* **What to do**
Please lay out the lines below as a JSON list of strings, one string per line and with blank lines omitted, using only the part that opens with the line containing "Annotate the wooden headboard" and runs through the final line.

* **Records**
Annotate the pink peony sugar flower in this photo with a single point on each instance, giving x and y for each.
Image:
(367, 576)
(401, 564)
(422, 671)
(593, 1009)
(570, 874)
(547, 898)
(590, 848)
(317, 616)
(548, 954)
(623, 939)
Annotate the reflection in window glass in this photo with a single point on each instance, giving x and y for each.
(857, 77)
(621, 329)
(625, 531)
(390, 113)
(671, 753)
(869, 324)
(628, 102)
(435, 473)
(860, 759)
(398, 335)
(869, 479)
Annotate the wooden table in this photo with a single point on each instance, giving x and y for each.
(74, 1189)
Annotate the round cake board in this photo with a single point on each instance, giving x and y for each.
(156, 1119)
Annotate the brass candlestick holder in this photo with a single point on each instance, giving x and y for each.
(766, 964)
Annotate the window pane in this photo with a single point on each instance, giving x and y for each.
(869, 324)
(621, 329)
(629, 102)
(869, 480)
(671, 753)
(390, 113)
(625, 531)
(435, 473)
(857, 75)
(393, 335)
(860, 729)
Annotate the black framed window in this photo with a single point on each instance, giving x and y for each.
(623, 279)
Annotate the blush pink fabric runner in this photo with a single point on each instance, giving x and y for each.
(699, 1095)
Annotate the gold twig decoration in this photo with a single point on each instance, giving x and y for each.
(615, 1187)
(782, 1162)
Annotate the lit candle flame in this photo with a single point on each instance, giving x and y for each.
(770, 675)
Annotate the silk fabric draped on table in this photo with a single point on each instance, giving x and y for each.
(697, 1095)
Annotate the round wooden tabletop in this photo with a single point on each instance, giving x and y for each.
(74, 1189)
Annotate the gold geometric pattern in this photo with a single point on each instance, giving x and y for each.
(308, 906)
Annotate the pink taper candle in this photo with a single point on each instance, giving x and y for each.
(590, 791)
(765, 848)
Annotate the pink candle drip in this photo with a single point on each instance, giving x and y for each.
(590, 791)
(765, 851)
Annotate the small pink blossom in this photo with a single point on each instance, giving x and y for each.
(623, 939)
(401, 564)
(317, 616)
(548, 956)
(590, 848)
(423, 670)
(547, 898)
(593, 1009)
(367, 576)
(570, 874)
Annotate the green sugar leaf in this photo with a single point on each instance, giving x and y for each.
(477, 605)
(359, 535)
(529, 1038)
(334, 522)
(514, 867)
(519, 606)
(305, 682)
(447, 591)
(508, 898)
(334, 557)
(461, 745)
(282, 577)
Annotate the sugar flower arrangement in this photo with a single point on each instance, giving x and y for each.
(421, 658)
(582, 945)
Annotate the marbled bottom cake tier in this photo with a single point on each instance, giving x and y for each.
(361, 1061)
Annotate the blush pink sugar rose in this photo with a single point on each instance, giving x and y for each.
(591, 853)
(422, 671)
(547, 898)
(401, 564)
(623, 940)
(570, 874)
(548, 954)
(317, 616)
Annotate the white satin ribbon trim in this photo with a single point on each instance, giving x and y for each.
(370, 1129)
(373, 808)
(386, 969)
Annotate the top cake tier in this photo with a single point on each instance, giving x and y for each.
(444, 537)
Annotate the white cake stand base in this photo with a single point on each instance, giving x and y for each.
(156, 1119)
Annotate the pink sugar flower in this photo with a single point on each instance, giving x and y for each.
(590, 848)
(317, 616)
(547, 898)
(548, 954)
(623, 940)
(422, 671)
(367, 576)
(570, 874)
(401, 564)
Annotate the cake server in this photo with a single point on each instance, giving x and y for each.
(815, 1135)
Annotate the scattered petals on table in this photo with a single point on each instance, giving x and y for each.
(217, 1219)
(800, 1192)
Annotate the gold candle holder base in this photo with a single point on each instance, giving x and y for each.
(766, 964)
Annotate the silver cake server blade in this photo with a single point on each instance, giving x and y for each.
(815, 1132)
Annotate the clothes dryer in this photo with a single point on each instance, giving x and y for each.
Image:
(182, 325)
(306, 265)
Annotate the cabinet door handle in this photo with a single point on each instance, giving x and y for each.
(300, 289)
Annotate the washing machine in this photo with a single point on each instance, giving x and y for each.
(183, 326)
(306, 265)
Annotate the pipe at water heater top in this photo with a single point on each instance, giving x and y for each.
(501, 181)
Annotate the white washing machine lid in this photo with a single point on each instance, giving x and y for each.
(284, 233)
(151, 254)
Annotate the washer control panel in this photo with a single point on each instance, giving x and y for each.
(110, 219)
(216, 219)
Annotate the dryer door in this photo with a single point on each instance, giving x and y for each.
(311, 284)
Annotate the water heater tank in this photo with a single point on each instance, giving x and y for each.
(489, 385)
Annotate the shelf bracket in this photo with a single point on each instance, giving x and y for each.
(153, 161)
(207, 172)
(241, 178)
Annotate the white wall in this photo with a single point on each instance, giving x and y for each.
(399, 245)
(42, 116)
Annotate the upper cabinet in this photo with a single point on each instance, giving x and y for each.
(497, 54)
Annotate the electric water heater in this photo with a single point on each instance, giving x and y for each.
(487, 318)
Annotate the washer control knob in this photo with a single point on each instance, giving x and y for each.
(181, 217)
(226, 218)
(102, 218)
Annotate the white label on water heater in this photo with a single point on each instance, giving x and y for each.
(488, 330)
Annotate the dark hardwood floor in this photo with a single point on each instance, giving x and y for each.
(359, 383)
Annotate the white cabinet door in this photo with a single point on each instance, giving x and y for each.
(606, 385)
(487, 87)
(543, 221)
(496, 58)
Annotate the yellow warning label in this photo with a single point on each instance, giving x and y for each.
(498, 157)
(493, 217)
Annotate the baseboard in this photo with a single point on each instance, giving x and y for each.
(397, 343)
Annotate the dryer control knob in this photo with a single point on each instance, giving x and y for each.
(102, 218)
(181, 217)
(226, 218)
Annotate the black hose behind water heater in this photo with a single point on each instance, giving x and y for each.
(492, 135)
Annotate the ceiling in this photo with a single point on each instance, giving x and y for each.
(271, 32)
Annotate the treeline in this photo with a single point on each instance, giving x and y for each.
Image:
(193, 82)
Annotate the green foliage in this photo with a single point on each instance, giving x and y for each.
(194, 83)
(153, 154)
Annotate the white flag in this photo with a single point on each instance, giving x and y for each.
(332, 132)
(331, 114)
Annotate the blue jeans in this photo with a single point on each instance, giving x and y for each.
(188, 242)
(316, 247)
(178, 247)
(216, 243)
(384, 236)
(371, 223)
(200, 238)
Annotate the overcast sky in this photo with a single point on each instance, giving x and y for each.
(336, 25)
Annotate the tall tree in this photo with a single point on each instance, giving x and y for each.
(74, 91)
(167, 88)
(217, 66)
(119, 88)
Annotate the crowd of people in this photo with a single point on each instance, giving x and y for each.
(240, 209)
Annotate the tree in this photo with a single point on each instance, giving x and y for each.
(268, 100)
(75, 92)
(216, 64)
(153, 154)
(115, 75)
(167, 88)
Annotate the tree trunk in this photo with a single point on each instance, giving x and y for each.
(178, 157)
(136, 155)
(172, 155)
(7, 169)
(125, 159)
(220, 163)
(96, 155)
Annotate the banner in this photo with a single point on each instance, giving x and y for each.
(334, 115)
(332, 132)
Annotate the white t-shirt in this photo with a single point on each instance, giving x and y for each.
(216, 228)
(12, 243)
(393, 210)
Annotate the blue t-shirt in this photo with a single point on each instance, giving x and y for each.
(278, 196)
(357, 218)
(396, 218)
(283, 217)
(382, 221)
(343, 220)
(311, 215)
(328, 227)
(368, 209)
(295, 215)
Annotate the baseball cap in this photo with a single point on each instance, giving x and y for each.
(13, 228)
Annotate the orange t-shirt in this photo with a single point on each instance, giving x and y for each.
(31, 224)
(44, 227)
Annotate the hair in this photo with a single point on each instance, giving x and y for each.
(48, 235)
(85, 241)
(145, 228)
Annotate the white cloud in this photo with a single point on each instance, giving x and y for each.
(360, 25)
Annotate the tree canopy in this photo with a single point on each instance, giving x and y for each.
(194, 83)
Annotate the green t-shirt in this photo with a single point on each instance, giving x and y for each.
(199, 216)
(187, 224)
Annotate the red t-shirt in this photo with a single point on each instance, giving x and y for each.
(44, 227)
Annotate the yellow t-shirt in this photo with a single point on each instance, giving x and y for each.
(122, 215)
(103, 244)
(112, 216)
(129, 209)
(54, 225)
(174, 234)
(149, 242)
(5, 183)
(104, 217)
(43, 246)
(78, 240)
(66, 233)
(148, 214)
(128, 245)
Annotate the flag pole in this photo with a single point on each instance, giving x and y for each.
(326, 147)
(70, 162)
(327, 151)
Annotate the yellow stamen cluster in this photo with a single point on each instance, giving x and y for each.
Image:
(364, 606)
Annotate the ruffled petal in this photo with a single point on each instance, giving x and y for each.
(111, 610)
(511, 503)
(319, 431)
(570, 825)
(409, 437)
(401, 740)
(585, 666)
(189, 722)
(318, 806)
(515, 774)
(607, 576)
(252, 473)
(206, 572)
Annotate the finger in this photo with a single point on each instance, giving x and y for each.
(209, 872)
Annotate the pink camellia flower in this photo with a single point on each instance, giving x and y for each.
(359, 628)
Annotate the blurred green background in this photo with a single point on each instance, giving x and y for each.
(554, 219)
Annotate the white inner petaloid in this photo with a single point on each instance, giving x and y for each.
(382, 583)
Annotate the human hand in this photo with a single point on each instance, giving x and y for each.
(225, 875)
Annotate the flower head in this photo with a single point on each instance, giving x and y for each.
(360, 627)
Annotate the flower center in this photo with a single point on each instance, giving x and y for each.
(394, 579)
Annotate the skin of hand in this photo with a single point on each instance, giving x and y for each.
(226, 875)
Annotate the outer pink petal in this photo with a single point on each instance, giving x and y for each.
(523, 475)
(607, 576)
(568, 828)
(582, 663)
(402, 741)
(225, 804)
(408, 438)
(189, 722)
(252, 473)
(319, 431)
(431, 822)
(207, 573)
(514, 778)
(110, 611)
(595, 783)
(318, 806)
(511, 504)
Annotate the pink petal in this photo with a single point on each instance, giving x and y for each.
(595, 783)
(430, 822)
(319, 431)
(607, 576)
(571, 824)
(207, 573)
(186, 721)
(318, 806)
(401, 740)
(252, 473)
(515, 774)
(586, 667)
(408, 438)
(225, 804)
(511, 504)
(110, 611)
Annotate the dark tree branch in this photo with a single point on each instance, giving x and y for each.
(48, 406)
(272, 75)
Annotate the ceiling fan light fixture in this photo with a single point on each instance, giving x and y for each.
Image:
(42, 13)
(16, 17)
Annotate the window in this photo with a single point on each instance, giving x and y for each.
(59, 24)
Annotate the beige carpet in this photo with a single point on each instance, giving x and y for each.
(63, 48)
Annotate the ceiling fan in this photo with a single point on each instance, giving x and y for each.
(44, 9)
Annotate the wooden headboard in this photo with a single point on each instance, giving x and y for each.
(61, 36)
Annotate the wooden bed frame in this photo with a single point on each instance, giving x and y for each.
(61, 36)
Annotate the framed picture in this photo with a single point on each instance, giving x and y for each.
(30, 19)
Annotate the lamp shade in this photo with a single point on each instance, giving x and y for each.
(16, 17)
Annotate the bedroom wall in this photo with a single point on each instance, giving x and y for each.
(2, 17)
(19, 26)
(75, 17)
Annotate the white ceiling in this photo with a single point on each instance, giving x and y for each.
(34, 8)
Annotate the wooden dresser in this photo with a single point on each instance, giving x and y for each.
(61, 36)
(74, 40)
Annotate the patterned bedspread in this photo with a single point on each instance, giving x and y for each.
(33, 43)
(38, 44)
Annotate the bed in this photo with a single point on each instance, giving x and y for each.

* **Exercise answer**
[
  "Annotate the wooden headboard in this photo with a single point on each instance, giving x and y for each.",
  "(61, 36)",
  "Annotate the wooden bed frame in this photo with a single point on each instance, giving x and y for each.",
  "(61, 36)",
  "Annotate the framed picture in this photo with a single point on each instance, giving x and y for each.",
  "(30, 19)",
  "Annotate the lamp shade in this photo with a single point on each instance, giving x and y for each.",
  "(16, 17)",
  "Annotate the bedroom wall in this photo with a single point on each instance, giving x and y for each.",
  "(2, 17)",
  "(19, 26)",
  "(75, 17)",
  "Annotate the white ceiling in this photo with a single point on each instance, giving x and y for each.",
  "(34, 8)",
  "Annotate the wooden dresser in this photo with a single point on each instance, giving x and y for each.",
  "(61, 36)",
  "(74, 40)",
  "Annotate the patterned bedspread in this photo with a single point on each instance, giving x and y for each.",
  "(33, 43)",
  "(38, 44)",
  "Annotate the bed in this photo with a single point on each instance, giving x and y for each."
]